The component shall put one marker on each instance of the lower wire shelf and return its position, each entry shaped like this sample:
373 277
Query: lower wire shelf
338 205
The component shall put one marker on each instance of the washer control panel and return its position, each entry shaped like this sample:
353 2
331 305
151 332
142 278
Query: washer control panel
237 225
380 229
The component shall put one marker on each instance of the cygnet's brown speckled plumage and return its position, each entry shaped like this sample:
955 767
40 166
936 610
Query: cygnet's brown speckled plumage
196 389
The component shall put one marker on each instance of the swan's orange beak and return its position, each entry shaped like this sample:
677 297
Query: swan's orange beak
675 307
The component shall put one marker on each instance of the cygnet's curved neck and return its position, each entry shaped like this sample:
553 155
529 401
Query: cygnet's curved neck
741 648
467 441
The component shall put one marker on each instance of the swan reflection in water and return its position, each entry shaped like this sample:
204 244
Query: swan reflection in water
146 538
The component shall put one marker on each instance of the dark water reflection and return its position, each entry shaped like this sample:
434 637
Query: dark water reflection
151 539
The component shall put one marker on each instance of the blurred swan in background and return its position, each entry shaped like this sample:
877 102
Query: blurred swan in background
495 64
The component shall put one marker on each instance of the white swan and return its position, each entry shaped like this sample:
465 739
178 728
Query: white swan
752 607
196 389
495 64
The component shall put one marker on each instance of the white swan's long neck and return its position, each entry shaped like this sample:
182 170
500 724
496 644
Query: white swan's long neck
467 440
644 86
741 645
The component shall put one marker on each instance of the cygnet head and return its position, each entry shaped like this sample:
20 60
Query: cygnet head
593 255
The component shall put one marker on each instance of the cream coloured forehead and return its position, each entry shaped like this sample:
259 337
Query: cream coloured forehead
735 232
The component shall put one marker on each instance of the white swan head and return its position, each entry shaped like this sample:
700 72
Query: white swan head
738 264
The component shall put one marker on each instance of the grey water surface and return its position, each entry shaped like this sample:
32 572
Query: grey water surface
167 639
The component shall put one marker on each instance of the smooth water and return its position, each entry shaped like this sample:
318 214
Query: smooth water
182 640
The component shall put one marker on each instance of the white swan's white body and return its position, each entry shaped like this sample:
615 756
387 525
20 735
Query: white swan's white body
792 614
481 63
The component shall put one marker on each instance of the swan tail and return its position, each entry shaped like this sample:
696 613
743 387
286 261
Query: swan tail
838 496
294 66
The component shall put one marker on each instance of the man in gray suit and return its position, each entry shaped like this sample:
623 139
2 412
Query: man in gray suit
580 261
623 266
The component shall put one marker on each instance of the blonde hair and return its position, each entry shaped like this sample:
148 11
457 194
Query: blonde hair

┄┄┄┄┄┄

WORK ORDER: A verbatim copy of every record is what you should return.

SOLUTION BELOW:
The component shall put one marker on each instance of the lower wire shelf and return its position, each entry shaped like this sample:
373 277
Query: lower wire shelf
338 205
The component shall put one marker on each instance of the washer control panel and return its position, each entry shaped like this sample:
353 2
331 305
151 332
142 278
Query: washer control panel
237 225
380 229
The component shall put one marker on each instance of the cygnet's brown speckled plumage and return its position, each entry shaped like this sample:
955 767
40 166
936 610
Query: cygnet's brown speckled plumage
196 389
The component shall put one marker on each instance of the swan's orange beak and return its position, each entry shaped like this sample:
677 297
Query: swan's orange beak
675 307
The component shall put one marker on each instance of the cygnet's curved neck and return its position, each entry shaped like this sample:
553 155
529 401
Query: cygnet's curved neck
741 648
467 441
The component shall put one marker on each instance of the swan reflection in water and return its position, each entry shaped like this sample:
204 244
Query: swan reflection in water
146 538
The component shall put one marker on each instance of the dark water reflection and return its position, each entry shaped like this sample:
434 637
Query: dark water reflection
151 539
The component shall put one marker on each instance of the blurred swan in background and return its position, each entry shaped like this sample:
877 102
Query: blurred swan in background
495 64
The component shall put one marker on each instance of the white swan and return its position, each entry shaped like this sample:
465 739
178 728
Query: white swan
752 607
196 389
495 64
The component shall put one marker on each instance of the white swan's long neck and return its position, each entry shaped like this sample:
182 170
500 724
496 644
Query: white swan's long neck
467 440
644 86
741 645
The component shall put one marker on each instance of the cygnet head and return its position, each entry shaped like this sample:
20 60
Query: cygnet head
593 255
The component shall put one marker on each instance of the cream coloured forehead and return its position, each entry shaped like this sample:
259 337
Query: cream coloured forehead
735 232
The component shall put one marker on each instance of the white swan head and return its position, each entry shaped like this sample:
700 72
Query: white swan head
738 264
The component shall put one marker on each instance of the grey water surface and return its position, each entry shaped like this sample:
32 572
Query: grey water surface
167 639
The component shall put one marker on each instance of the smooth water and return its position, each entry shaped like this sample:
318 214
Query: smooth water
182 640
The component shall put one marker on each instance of the white swan's white body and return its position, each entry shaped like this sample:
615 756
387 525
20 735
Query: white swan's white body
792 614
481 63
The component shall put one marker on each instance of the swan tail and return its position, each entry shaped like this sample:
696 613
743 387
286 261
Query: swan tail
838 496
294 66
The component shall put one marker on each instance of the man in gray suit and return its position, each entry shaped like this sample:
623 139
2 412
Query: man in gray suit
580 261
623 266
The component shall put one marker on each instance of the blonde hair and return its position, each entry shaped like this sample:
148 11
457 194
Query: blonde hair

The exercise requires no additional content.